(Problem details) Copy the lines exactly as they appear, starting with the first line of the records and ending with the line that contains "Please tag every instance of the dock".

Data records:
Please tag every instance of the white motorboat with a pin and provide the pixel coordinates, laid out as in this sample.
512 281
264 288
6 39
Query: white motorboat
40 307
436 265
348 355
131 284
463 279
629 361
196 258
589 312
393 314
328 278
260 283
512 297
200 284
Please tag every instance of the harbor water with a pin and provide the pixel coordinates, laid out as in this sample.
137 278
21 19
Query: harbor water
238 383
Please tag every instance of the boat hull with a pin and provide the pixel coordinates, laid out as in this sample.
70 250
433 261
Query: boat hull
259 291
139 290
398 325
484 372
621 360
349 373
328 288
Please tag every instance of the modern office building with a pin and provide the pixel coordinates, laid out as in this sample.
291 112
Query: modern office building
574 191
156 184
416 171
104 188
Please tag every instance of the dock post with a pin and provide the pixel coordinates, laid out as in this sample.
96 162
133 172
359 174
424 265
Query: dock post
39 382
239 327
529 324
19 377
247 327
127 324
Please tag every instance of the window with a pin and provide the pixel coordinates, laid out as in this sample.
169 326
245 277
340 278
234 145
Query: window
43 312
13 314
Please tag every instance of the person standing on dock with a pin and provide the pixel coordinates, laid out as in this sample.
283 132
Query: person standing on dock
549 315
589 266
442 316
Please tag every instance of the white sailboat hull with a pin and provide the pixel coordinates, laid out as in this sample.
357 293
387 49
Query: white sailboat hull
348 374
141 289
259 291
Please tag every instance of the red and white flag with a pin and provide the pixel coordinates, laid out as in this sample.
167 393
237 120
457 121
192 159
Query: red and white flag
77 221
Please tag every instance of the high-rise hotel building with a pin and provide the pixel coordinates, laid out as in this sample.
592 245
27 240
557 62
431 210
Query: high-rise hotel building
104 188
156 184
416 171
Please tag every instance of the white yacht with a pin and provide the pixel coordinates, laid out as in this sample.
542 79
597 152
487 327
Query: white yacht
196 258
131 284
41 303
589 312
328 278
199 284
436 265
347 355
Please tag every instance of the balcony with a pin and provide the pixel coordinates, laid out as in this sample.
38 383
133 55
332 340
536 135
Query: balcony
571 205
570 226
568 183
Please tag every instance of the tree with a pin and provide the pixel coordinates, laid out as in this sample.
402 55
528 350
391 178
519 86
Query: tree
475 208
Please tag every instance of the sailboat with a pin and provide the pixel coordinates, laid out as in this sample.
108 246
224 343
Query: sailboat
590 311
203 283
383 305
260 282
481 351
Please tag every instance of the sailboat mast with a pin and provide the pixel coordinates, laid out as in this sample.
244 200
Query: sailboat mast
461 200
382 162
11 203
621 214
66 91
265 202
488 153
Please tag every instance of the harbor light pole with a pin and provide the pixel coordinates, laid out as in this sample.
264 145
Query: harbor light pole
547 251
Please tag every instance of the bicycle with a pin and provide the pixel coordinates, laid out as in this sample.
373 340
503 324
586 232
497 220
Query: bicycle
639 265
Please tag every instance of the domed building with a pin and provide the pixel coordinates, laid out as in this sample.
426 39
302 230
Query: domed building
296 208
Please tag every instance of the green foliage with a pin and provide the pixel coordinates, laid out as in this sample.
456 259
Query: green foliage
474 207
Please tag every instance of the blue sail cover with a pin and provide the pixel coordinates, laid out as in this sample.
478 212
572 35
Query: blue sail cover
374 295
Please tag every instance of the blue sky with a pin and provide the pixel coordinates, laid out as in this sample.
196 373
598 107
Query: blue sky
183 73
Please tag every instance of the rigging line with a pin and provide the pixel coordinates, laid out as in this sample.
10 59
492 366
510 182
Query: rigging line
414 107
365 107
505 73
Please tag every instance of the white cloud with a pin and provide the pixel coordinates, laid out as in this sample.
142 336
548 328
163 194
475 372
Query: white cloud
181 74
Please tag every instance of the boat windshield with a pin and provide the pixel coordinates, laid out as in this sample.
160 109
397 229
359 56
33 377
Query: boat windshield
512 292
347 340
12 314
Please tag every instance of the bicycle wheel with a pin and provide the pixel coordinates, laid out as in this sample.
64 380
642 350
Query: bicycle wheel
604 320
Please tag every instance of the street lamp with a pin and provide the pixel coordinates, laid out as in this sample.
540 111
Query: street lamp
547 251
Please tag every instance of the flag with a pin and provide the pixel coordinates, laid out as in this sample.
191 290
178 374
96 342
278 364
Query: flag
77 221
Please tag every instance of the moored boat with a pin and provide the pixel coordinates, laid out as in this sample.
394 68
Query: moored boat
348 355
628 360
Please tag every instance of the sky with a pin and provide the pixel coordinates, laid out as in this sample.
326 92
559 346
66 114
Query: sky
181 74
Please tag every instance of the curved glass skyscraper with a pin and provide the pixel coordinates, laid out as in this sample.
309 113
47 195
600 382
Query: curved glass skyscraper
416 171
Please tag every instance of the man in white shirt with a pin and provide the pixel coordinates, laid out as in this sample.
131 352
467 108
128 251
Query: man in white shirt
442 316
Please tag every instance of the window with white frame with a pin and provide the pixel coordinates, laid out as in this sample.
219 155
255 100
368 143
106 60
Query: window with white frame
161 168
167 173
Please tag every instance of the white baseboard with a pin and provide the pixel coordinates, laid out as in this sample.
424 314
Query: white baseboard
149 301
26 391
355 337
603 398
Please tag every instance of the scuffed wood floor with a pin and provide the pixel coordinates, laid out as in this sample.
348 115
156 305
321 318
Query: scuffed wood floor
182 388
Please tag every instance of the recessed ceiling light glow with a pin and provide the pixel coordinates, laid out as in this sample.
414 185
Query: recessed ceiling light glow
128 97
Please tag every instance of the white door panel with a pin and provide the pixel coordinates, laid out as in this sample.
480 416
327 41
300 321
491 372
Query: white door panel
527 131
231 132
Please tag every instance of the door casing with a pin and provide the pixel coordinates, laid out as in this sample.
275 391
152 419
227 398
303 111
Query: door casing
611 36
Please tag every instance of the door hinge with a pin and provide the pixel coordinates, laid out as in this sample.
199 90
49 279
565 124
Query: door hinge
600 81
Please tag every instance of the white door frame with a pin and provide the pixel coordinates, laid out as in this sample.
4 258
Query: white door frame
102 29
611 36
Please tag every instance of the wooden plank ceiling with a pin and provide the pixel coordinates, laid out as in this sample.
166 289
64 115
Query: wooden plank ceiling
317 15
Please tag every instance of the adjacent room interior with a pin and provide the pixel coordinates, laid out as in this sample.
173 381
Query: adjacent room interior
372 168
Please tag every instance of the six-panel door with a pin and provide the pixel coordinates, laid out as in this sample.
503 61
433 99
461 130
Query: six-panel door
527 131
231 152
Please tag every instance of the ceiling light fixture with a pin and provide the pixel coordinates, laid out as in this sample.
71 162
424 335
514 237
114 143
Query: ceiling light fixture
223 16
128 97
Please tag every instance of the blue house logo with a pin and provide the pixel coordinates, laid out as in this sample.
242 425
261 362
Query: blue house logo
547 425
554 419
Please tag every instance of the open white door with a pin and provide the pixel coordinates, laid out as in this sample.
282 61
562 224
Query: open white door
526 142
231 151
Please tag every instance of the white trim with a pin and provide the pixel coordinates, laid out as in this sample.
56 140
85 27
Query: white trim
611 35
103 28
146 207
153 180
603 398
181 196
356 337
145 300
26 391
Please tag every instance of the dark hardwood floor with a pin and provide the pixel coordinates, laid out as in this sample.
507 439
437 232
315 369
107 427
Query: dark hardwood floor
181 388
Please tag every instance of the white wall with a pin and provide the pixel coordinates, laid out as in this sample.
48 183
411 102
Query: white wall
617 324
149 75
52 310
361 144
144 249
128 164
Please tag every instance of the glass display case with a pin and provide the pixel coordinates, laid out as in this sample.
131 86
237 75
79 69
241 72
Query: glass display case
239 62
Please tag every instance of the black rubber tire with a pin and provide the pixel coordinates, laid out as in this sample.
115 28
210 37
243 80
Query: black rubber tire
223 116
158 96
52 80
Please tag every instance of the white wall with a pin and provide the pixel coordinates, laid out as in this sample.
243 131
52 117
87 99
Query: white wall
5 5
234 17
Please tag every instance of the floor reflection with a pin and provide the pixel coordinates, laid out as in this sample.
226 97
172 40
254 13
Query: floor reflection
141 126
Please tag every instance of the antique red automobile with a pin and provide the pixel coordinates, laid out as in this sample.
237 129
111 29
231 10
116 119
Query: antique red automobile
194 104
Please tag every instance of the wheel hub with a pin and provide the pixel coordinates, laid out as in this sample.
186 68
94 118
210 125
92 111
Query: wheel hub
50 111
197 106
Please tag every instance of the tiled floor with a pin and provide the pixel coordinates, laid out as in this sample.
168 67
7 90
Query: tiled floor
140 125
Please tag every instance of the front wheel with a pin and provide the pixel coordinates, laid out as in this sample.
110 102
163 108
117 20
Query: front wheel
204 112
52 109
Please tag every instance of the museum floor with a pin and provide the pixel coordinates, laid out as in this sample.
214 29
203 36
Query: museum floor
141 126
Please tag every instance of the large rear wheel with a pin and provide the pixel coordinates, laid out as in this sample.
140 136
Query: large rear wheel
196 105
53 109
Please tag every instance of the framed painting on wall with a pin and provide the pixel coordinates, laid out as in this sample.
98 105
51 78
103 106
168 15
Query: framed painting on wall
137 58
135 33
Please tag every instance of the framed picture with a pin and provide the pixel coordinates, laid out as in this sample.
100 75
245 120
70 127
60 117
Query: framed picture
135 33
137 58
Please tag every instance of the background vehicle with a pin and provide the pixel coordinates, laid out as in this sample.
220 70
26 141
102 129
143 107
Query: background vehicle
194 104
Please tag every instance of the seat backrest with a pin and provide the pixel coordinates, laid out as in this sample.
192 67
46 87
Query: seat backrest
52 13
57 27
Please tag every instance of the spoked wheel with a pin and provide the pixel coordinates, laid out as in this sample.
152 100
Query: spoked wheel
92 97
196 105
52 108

(Response)
Please tag every instance of the white motorboat with a pin and provide the pixel coordinates, laid out as in this sample.
512 281
264 288
6 39
Query: white motorboat
40 307
436 265
348 355
131 284
463 279
629 361
196 258
589 312
393 314
328 278
260 283
512 297
200 284
Please tag every instance of the harbor water with a pin and provide the pixel coordinates, laid out as in this sample.
137 278
21 19
Query: harbor water
238 383
Please tag every instance of the boat hull with a pin and provide the pixel coordinates, laid out as in this sample.
70 250
433 261
Query: boat hull
259 291
139 290
398 325
484 372
621 360
349 373
328 288
Please tag every instance of the modern office building with a pin and provide the pixel coordinates, laid out as in this sample.
291 112
Query: modern office building
574 191
156 184
416 171
104 188
Please tag every instance of the dock post with a pin and provide the pixel coordinates, laid out as in this sample.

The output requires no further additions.